» Task requirements: Reproduce word for word the part of the data below that opens with the line containing "in memory of" and runs through the last line of the data, including both ends.
──────── Supplied information ────────
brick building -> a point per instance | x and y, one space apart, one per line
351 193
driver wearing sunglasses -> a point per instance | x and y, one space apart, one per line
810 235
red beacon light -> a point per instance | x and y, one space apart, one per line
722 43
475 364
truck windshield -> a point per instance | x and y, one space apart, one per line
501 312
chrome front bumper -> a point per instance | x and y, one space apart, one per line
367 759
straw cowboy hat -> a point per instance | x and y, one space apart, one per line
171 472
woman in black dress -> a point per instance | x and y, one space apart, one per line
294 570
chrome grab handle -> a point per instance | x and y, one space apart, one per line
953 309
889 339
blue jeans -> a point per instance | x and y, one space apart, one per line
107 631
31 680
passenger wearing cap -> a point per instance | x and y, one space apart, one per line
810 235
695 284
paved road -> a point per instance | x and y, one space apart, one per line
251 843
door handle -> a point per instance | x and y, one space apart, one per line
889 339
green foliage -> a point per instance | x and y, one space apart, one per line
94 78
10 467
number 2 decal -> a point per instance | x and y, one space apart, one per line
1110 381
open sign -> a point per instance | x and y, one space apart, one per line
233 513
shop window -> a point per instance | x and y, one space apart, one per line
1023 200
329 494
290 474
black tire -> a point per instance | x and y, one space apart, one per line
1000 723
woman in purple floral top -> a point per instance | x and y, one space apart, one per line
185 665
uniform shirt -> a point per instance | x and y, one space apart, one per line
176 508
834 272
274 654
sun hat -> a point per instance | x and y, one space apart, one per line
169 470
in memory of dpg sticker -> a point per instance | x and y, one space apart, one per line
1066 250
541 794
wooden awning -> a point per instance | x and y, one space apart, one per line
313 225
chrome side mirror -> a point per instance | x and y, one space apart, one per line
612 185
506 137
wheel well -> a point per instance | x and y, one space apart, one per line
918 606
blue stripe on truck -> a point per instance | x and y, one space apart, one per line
────────
» Output of the task:
in memory of dpg sticker -> a point per instance | x and y, one space apart, one per line
1066 250
541 794
wooden awning -> a point per instance | x and y, one space apart, one per line
313 225
chrome side mirror -> a point per instance | x and y, one space apart, one per line
612 185
506 137
wheel well -> a point per instance | x and y, one space apart, one per line
918 606
blue stripe on truck -> a point per instance | x and y, one space apart, one per line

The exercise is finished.